## Exercise directions
Rescale the data starting at the line that contains "the window mullion." and ending at the line that contains "visible through window.", both ends included. Write out every line in that span, requests too, and give only those lines, with each point coordinate in the answers multiplied by 1.15 and rounded to a whole number, halves rounding up.

[start Listed entries]

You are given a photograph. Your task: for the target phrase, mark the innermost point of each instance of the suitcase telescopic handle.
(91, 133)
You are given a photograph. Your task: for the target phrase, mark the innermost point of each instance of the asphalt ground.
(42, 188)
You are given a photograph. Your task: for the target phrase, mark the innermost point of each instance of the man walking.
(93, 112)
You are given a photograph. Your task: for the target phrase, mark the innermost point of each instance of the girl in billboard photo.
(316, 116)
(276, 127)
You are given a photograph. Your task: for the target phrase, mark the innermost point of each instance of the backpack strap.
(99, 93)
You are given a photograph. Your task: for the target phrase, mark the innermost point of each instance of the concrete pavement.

[end Listed entries]
[start Listed entries]

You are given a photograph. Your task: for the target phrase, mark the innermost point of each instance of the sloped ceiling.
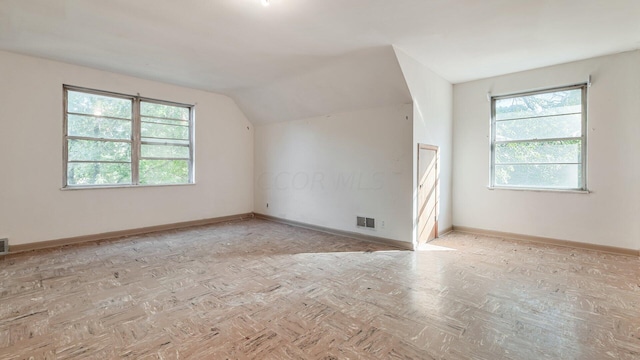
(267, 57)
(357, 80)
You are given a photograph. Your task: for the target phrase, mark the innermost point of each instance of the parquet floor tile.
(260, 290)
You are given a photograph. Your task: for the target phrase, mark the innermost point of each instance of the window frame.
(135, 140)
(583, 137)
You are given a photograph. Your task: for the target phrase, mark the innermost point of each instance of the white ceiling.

[end Listed entries]
[start Listed entries]

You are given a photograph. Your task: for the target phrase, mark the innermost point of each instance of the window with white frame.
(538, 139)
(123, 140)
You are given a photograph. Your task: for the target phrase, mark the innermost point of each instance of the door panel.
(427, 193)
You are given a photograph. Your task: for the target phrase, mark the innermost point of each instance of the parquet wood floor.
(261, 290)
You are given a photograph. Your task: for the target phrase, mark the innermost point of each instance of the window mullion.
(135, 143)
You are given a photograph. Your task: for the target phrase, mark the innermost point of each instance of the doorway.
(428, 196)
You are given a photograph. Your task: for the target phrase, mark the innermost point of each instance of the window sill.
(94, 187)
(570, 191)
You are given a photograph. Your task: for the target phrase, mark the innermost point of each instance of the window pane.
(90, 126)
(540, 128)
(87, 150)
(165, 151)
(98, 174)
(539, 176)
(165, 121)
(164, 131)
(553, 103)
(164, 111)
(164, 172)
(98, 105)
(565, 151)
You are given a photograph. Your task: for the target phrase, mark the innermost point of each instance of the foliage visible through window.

[end Listed entries]

## Answer in full
You are given a photograph. Your task: for the target phrase, mark the innermost point of each instance of the window mullion.
(155, 164)
You are given a photograph. Your task: for the target phrase, mark the innermost point of each instance of the doorway.
(492, 225)
You are given a photograph. Your task: for the target phrase, mark the innermost point of each instance of the window sill.
(108, 215)
(656, 220)
You are given a photograph. Your task: for the target phrase, mark the innermost point of each instance of the window pane.
(104, 145)
(621, 147)
(100, 173)
(190, 174)
(113, 200)
(620, 202)
(190, 139)
(189, 151)
(636, 118)
(189, 128)
(189, 198)
(113, 121)
(650, 174)
You are given a photograph. Your task: for the target phrase, mark the innermost point of each instance of the foliage visible through window.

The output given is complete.